* **Excerpt to read**:
========================================================================
This year marks the 300th anniversary of the birth of Capability Brown - the landscape architect renowned for designing over 170 country house estates and gardens during the 18th century. His elegant style of undulating parkland and serpentine lakes can still be seen at dozens of locations, including Blenheim Palace and Stowe.
Capability Brown's legacy lies at the heart of our passion for gardens. Outdoor spaces enrich our lives - whether it's a family garden to engage children with the real world, a water garden to attract wildlife or a 'garden room' in which to escape, relax and entertain.
A well-designed garden with 'wow factor' can also add significant value to your property. According to Peter Rollings, CEO of London estate agents Marsh & Parsons, "A town house in the capital with a good garden greatly adds value to that property - by as much as 20%. In exclusive places such as Notting Hill, strikingly similar properties can have an astounding 40% price discrepancy simply because one boasts an outdoor space."
========================================================================
Records from a point-labeling set:
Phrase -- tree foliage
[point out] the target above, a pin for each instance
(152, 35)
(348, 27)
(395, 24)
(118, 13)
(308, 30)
========================================================================
* **Set exercise**:
Please translate this sentence from the passage on Capability Brown and gardens into Spanish: "Capability Brown's legacy lies at the heart of our passion for gardens."

* **Task response**:
El legado de Capability Brown está en el centro de nuestra pasión por los jardines.